Textauszug ▸
════════
Mona Naggar
Deutschland schon bald als Ehrengast am Nil?
Zur Internationalen Buchmesse in
Kairo
In der Nähe der neuen Oper, unter einem
Gummibaum mit Blick auf den Nil, betreibt Khalid Salman seit
über 20 Jahren eine der erfolgreichsten "Buchhandlungen"
Kairos. Das Familienunternehmen hat 24 Stunden geöffnet. Alle
Bücher sind in eine durchsichtige Folie eingeschlagen, um sie
gegen Staub und Regen zu schützen. Die Bücher sind auf
einem Podest rund um den Stamm eines Gummibaumes geordnet. Neben
beliebten Ratgebern, Comics, Zeitungen und Zeitschriften verkauft
Khalid auch anspruchsvolle Literatur: "Hundejahre" von Günter
Grass, "Der Kleine Prinz" und kritische Veröffentlichungen zur
Demokratisierung in der arabischen Welt, etwa von dem in Paris
lehrenden syrischen Politologen Burhan Ghalyun oder von dem
libanesischen Journalisten Hazim Saghiye.
Khalid Salman ist ein beliebter
Geschäftspartner vieler arabischer Verleger auf der Buchmesse,
an der in diesem Jahr 610 Verlage aus 25 Länder teilnahmen. Er
kauft jedesmal dort ein und zahlt pünktlich seine Rechnungen.
════════
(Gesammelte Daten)
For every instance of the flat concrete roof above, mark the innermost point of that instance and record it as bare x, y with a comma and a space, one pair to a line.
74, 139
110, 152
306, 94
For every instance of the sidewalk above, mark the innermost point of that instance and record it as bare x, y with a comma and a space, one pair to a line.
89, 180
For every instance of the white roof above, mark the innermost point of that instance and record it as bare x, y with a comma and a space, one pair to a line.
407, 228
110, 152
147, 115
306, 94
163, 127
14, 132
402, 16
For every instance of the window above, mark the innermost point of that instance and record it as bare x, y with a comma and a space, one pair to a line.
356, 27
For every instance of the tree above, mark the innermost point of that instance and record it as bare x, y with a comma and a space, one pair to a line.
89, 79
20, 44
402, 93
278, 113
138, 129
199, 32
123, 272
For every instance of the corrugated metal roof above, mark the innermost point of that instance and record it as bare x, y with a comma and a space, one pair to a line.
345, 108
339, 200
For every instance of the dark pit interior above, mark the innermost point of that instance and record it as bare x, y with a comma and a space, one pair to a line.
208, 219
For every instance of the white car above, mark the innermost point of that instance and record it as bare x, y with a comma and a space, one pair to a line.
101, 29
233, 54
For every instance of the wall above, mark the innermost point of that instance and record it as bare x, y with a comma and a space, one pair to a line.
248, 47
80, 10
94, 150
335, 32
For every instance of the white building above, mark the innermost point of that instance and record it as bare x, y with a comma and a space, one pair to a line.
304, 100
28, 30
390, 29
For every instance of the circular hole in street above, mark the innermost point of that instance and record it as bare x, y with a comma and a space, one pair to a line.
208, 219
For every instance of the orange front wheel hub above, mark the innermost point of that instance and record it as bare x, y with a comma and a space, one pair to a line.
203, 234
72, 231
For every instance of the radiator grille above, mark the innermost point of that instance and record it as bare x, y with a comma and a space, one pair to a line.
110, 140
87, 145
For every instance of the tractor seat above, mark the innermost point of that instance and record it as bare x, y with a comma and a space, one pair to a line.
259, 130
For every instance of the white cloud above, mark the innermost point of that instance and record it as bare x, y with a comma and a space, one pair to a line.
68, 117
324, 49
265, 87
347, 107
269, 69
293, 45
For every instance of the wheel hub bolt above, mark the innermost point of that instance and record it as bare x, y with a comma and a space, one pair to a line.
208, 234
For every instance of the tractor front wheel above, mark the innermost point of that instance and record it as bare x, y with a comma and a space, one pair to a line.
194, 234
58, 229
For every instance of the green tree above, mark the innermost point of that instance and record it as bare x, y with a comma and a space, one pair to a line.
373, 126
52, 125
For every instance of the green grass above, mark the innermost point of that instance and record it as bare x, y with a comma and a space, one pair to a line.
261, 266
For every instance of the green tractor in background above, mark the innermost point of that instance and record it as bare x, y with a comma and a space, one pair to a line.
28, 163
════════
Aufgabenstellung ▸
• a. Schreiben Sie den Textauszug über die Buchmesse in Kairo vollständig und wortgetreu ab.
• b. Wie viele Zeilen der Auflistung enthalten die Zeichenfolge „front“? Achten Sie auf Groß- und Kleinschreibung und nennen Sie nur die Zahl.

Lösungen ▸
• a.
Mona Naggar
Deutschland schon bald als Ehrengast am Nil?
Zur Internationalen Buchmesse in
Kairo
In der Nähe der neuen Oper, unter einem
Gummibaum mit Blick auf den Nil, betreibt Khalid Salman seit
über 20 Jahren eine der erfolgreichsten "Buchhandlungen"
Kairos. Das Familienunternehmen hat 24 Stunden geöffnet. Alle
Bücher sind in eine durchsichtige Folie eingeschlagen, um sie
gegen Staub und Regen zu schützen. Die Bücher sind auf
einem Podest rund um den Stamm eines Gummibaumes geordnet. Neben
beliebten Ratgebern, Comics, Zeitungen und Zeitschriften verkauft
Khalid auch anspruchsvolle Literatur: "Hundejahre" von Günter
Grass, "Der Kleine Prinz" und kritische Veröffentlichungen zur
Demokratisierung in der arabischen Welt, etwa von dem in Paris
lehrenden syrischen Politologen Burhan Ghalyun oder von dem
libanesischen Journalisten Hazim Saghiye.
Khalid Salman ist ein beliebter
Geschäftspartner vieler arabischer Verleger auf der Buchmesse,
an der in diesem Jahr 610 Verlage aus 25 Länder teilnahmen. Er
kauft jedesmal dort ein und zahlt pünktlich seine Rechnungen.

• b. 2